» TASK PROMPT: Give back exactly the lines of the entries below from the line with "positive clicks: (813, 308)" to the line with "negative clicks: (835, 392)", inclusive, and only those.

***

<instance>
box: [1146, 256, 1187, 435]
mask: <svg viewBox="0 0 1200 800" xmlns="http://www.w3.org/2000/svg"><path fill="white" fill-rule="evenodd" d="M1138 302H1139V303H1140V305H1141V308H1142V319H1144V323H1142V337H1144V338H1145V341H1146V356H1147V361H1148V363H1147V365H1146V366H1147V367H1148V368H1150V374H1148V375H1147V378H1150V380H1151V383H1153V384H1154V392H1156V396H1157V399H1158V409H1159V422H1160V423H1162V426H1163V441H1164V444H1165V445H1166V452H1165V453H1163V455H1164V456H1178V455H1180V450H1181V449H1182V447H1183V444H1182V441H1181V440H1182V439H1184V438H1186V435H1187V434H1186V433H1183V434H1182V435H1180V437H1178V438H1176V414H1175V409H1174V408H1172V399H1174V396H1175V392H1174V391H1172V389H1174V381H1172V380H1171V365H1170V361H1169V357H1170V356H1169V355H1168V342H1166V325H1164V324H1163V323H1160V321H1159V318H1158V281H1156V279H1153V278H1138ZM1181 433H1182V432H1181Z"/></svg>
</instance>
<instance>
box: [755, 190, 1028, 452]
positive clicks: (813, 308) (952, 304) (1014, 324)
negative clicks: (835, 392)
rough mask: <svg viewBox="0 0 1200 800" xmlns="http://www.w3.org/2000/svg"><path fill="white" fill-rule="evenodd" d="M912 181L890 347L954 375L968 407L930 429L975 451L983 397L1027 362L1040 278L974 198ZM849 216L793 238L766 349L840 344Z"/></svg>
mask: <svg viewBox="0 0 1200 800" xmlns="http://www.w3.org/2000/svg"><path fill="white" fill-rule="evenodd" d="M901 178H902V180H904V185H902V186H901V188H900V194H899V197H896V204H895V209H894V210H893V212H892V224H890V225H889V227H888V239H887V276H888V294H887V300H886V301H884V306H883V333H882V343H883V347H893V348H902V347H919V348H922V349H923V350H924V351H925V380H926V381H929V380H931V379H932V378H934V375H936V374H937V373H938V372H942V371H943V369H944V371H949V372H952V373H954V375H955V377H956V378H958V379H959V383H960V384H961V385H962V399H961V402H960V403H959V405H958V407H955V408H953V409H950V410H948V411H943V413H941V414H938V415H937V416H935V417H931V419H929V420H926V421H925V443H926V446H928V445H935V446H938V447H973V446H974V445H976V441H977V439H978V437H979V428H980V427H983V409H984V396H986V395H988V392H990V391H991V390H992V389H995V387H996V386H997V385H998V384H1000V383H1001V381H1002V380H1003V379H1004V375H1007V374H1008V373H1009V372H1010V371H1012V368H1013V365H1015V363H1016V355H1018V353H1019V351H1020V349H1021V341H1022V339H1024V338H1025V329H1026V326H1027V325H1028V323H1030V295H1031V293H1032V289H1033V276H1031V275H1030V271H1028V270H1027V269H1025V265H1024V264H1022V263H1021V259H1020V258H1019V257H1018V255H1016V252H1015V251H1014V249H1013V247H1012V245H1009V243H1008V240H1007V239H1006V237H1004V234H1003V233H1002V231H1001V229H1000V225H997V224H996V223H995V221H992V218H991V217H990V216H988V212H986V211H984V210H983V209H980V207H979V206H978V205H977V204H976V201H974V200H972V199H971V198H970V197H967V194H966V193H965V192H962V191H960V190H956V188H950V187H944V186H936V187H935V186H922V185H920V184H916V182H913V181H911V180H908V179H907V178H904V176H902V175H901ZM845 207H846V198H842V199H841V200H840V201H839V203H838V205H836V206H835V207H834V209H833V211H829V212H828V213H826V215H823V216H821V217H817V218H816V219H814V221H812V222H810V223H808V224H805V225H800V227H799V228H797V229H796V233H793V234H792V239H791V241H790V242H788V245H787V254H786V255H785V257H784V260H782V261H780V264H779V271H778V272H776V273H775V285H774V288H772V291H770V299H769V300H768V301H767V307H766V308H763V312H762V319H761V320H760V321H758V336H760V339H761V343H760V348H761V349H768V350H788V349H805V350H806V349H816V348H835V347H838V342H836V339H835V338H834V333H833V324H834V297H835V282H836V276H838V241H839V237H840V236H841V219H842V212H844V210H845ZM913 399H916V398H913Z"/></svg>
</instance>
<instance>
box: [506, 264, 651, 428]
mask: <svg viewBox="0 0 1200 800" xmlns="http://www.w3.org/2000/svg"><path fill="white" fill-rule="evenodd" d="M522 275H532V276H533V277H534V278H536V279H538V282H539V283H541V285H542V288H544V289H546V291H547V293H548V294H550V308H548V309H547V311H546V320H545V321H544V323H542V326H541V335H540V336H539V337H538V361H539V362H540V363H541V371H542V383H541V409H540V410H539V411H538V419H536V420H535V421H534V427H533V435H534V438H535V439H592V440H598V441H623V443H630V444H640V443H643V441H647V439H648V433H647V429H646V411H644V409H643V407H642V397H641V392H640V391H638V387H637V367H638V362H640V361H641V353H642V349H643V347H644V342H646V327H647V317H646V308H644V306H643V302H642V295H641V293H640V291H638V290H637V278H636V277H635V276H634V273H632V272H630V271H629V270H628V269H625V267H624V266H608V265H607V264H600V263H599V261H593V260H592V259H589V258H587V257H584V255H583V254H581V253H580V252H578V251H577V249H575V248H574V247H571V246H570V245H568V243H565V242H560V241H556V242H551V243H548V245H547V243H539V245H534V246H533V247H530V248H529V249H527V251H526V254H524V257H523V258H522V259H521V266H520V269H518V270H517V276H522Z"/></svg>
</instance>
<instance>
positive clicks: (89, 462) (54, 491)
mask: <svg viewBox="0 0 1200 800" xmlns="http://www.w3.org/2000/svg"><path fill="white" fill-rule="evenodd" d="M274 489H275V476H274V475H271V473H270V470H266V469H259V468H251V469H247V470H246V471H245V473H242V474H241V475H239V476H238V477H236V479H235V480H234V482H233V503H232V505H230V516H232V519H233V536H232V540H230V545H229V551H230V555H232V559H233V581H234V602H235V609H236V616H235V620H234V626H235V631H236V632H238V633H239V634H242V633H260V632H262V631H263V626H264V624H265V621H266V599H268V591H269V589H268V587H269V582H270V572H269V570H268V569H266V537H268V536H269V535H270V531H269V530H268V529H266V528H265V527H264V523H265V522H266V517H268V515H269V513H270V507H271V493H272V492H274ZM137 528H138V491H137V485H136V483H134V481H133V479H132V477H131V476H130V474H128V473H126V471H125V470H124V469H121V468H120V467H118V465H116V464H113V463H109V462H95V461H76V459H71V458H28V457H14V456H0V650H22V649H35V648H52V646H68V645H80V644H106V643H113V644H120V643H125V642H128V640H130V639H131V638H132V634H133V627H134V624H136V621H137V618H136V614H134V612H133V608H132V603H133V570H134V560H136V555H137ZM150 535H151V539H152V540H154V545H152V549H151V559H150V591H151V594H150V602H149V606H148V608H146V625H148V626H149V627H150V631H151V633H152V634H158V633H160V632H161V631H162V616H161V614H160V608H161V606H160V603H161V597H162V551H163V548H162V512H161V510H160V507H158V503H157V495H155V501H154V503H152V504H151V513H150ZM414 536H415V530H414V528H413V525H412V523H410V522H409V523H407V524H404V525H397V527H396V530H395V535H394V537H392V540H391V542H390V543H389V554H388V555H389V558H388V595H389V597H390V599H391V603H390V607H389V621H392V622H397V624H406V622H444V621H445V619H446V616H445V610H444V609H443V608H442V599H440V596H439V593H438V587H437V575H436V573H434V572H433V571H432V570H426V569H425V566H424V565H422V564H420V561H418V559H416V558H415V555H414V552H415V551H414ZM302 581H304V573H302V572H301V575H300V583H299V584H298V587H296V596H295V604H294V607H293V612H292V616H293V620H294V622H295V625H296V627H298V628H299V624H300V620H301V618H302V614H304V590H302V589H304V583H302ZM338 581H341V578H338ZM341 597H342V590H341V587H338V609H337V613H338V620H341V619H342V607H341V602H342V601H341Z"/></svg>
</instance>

***

» ANSWER TO THIS PROBLEM:
positive clicks: (813, 308) (952, 304) (1014, 324)
negative clicks: (835, 392)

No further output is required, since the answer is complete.